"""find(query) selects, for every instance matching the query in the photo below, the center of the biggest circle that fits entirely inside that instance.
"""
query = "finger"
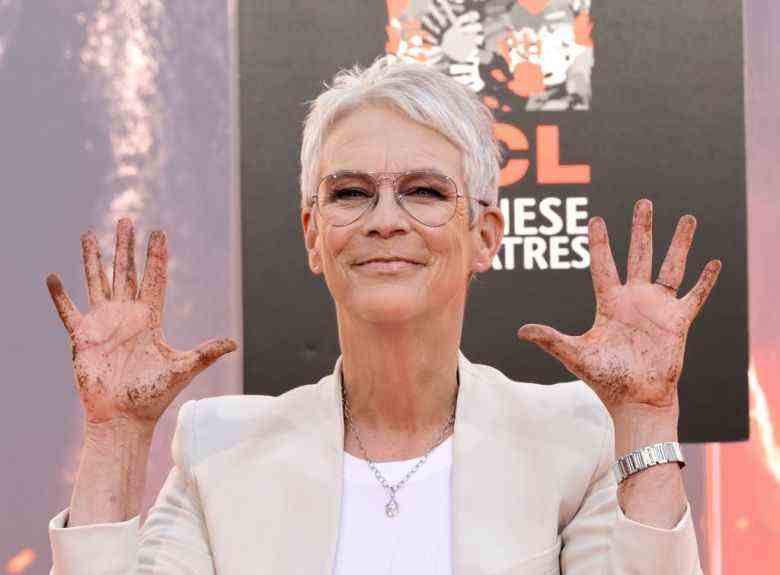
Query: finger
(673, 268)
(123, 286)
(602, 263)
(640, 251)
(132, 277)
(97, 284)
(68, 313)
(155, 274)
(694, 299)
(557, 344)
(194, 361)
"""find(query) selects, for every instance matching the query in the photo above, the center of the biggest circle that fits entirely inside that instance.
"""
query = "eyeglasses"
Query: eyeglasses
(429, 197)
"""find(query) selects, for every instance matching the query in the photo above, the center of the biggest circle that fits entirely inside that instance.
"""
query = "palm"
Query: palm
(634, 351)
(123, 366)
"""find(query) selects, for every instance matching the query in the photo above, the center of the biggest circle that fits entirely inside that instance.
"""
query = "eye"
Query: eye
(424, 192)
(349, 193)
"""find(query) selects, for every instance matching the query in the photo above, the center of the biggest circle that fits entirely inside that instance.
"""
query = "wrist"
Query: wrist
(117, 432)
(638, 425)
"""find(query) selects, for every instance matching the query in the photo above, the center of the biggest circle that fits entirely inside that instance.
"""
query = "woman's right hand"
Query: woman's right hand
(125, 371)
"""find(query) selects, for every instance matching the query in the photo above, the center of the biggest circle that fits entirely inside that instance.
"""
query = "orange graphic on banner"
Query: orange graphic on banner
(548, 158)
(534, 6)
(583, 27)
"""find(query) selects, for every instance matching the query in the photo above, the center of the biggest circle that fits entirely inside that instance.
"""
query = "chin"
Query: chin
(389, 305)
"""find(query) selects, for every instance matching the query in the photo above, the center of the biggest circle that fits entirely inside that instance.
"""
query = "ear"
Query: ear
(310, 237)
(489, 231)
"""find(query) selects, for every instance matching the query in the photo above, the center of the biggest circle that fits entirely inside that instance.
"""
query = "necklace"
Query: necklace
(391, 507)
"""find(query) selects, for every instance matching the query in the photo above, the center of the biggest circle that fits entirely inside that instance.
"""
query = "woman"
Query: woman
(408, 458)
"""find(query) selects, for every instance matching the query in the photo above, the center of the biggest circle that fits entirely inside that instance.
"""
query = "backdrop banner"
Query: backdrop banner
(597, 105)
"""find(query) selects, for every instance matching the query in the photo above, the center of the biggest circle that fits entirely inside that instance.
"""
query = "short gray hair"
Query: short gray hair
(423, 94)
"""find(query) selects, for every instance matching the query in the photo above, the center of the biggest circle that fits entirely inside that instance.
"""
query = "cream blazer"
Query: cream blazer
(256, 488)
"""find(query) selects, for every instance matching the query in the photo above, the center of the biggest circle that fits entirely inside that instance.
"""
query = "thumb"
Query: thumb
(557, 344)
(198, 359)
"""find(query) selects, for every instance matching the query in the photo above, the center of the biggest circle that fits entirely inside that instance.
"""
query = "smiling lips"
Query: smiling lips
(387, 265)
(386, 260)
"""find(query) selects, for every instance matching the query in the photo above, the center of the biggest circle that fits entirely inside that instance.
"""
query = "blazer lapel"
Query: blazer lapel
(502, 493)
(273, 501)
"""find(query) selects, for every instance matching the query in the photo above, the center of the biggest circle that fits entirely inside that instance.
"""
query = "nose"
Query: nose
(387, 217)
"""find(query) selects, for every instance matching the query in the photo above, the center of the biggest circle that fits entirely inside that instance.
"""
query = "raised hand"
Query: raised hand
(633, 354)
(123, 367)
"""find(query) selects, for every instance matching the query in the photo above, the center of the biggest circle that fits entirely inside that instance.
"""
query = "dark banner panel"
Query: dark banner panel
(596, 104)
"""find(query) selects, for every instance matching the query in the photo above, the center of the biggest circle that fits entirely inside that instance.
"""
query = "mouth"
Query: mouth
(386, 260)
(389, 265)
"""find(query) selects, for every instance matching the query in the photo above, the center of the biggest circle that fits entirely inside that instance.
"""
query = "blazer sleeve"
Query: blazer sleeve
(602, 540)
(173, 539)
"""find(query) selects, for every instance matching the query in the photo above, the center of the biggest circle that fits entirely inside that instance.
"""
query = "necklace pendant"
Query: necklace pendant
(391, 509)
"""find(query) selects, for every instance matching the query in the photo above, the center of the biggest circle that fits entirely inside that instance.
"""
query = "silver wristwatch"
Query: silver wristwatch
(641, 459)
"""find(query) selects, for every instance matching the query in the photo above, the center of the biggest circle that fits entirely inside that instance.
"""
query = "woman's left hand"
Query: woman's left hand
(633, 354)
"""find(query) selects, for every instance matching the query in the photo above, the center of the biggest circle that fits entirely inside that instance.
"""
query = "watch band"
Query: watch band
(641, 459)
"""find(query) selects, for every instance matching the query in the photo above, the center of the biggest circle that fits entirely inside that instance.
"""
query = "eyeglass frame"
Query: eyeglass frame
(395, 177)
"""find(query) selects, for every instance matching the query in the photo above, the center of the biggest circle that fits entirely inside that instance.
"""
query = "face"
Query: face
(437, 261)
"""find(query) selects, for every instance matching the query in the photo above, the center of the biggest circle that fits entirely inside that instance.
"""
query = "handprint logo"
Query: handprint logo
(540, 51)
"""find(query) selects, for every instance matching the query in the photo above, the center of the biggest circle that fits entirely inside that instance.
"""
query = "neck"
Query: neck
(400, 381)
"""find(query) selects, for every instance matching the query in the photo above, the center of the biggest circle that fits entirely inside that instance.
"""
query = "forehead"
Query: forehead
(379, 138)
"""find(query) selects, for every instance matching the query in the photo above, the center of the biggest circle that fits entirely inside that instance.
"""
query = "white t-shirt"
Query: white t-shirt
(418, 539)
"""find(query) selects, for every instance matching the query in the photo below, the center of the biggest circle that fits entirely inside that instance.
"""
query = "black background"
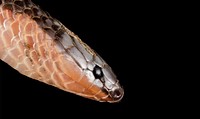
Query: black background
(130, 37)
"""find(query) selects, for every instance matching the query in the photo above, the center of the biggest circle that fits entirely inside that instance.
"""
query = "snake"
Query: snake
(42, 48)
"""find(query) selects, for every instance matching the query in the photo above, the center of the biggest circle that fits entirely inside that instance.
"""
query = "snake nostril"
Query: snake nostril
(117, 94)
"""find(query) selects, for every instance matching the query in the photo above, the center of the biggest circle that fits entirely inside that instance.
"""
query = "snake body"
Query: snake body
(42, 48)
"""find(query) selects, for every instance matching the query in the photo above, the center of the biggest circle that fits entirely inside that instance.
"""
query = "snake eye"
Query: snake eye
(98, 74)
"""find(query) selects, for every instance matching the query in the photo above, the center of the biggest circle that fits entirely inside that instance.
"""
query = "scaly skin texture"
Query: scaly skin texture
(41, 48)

^^^^^^^^

#### What is being asked
All of the records need repeating exactly, except for the pictures.

#### Correct answer
"""find(query) selects, for every instance matching the query in the photo below, the center of the biggest circle that fits entirely inside that instance.
"""
query = "finger"
Query: finger
(673, 268)
(123, 286)
(602, 263)
(640, 251)
(132, 277)
(97, 284)
(68, 313)
(155, 274)
(694, 299)
(557, 344)
(194, 361)
"""find(query) selects, for every instance matching the query in the photo above, the center of the biggest circle that fits entirely inside that instance.
"""
query = "eyeglasses"
Query: eyeglasses
(429, 197)
"""find(query) selects, for every instance matching the query in the photo above, the center of the biggest circle that fits entirely inside that instance.
"""
query = "palm"
Query: palm
(634, 351)
(123, 366)
"""find(query) selects, for every instance matching the query in the photo above, the center of the biggest circle that fits entirely inside that instance.
"""
query = "eye"
Query: eye
(424, 192)
(349, 193)
"""find(query) selects, for every instance matching the query in the photo above, the center of the biggest circle that fits entirely inside that instance.
"""
query = "wrist"
Query: wrist
(117, 432)
(638, 425)
"""find(query) selects, for every instance matching the query in the photo above, the center of the biggest circle that fits entirely inside that instance.
"""
query = "woman's right hand"
Query: woman's right hand
(125, 371)
"""find(query) selects, for every instance matching the query in the photo above, the center of the biggest circle that fits entirely inside that instance.
"""
query = "orange graphic on banner"
Query: orange graphic on banner
(548, 158)
(534, 6)
(583, 27)
"""find(query) selects, for every instance matching the query in the photo above, the center of the biggest circle that fits entirely inside that instance.
"""
query = "chin"
Query: chin
(389, 305)
"""find(query) selects, for every instance matching the query in the photo above, the center of the biggest circle that fits entirely inside that instance.
"""
query = "ear"
Query: ear
(310, 237)
(489, 231)
"""find(query) selects, for every instance matching the query in the photo above, the center of the biggest circle that fits entirely inside that instance.
"""
query = "necklace"
Query: necklace
(391, 507)
"""find(query) selects, for every instance matching the query in the photo above, the center of the biggest circle that fits entirely inside that instance.
"""
query = "woman"
Query: woman
(408, 458)
"""find(query) selects, for every instance matching the query in the photo above, the center of the biggest circle that fits entirely inside that instance.
"""
query = "backdrop banner"
Query: backdrop banner
(597, 105)
"""find(query) selects, for every instance matching the query in the photo above, the center of the biggest circle that fits entirely inside that instance.
"""
query = "short gray hair"
Query: short gray hair
(423, 94)
"""find(query) selects, for every instance matching the query in the photo above, the center of the biggest circle that fits entirely inside that instance.
"""
query = "cream blazer"
Query: cream blazer
(256, 488)
"""find(query) selects, for every instance matching the query in the photo above, the center of the biggest circle that fits entirely inside that instance.
"""
query = "thumb"
Query: thumb
(557, 344)
(198, 359)
"""find(query) selects, for every instance matching the query in the photo above, the center of the biggest circle that fits entirely inside that instance.
"""
query = "smiling lips"
Query: smiling lips
(387, 265)
(386, 260)
"""find(query) selects, for every instance matching the query in the photo above, the center of the biggest circle that fits entirely inside that instance.
"""
query = "blazer lapel"
Query: blazer lapel
(502, 493)
(273, 501)
"""find(query) selects, for every instance matching the query in the photo above, the center of the biggest circle that fits entirely inside that instance.
"""
query = "nose"
Query: nose
(387, 217)
"""find(query) selects, for every instance matching the query in the photo above, the center of the biggest circle that fits entirely inside that instance.
"""
query = "raised hand"
Query: raised hand
(633, 354)
(123, 367)
"""find(query) selects, for every instance matching the query in the photo above, the center of the biggest circle that fits entirely inside that instance.
"""
query = "dark banner panel"
Query: dark banner panel
(596, 104)
"""find(query) selects, for every instance matching the query in the photo above, the center of the biggest circle that fits entirely inside that instance.
"""
query = "mouth"
Query: mouth
(386, 260)
(389, 265)
"""find(query) selects, for every instance matching the query in the photo above, the center of the biggest circle that fits entirely inside that instance.
"""
query = "blazer sleeve"
Query: blazer sleeve
(602, 540)
(173, 539)
"""find(query) selects, for every instance matching the query in the photo above, the center of the biggest circle that fits entirely inside that instance.
"""
query = "necklace pendant"
Query: necklace pendant
(391, 509)
"""find(query) selects, for every instance matching the query in the photo above, the center of the biggest circle that fits entirely inside that instance.
"""
query = "silver wristwatch"
Query: silver wristwatch
(641, 459)
"""find(query) selects, for every instance matching the query in the photo above, the center of the biggest circle that fits entirely inside that instance.
"""
query = "woman's left hand"
Query: woman's left hand
(633, 354)
"""find(query) selects, for every instance matching the query in the photo above, the center of the biggest circle that fits entirely inside that instance.
"""
query = "watch band"
Query: watch band
(641, 459)
"""find(query) selects, for every instance matching the query in the photo above, the center of the biggest circle that fits entirely inside that instance.
"""
query = "eyeglass frame"
Query: eyeglass frame
(395, 177)
"""find(query) selects, for every instance matching the query in the photo above, the center of the biggest circle that fits entirely inside that instance.
"""
query = "face"
Query: face
(437, 261)
"""find(query) selects, for every instance matching the query in the photo above, the center of the biggest circle that fits entirely inside that instance.
"""
query = "handprint logo"
Query: handprint logo
(540, 51)
"""find(query) selects, for every instance matching the query in the photo above, the center of the biggest circle that fits entirely inside that instance.
"""
query = "neck"
Query: neck
(400, 381)
"""find(query) selects, for every instance matching the query in the photo above, the center of the biggest circle that fits entirely inside that instance.
"""
query = "forehead"
Query: forehead
(379, 138)
"""find(query) selects, for every instance matching the query in the photo above, the center of the biggest circle that fits entirely inside that instance.
"""
query = "white t-shirt"
Query: white t-shirt
(418, 539)
"""find(query) selects, for every instance matching the query in the photo below, the center of the biggest circle that fits entirely inside that instance.
"""
query = "black background"
Query: black background
(130, 37)
"""find(query) selects, for every instance matching the query in the photo above, the center of the biggest circle that fits entirely inside that instance.
"""
query = "snake"
Query: snake
(42, 48)
"""find(query) selects, for every instance matching the query in the photo above, the center of the biggest circle that fits entirely inside that instance.
"""
query = "snake nostril"
Query: snake nostril
(117, 94)
"""find(query) selects, for every instance matching the query in the photo above, the center of the biggest circle that fits entirely inside that instance.
"""
query = "snake body"
Query: snake body
(42, 48)
"""find(query) selects, for every instance matching the query in the photo above, the center of the biggest circle that fits entirely inside that instance.
"""
query = "snake eye"
Query: snake eye
(98, 74)
"""find(query) selects, for every instance matching the query in the photo above, the center of the biggest circle that fits entirely inside that instance.
"""
query = "scaly skin texture"
Query: scaly skin texture
(41, 48)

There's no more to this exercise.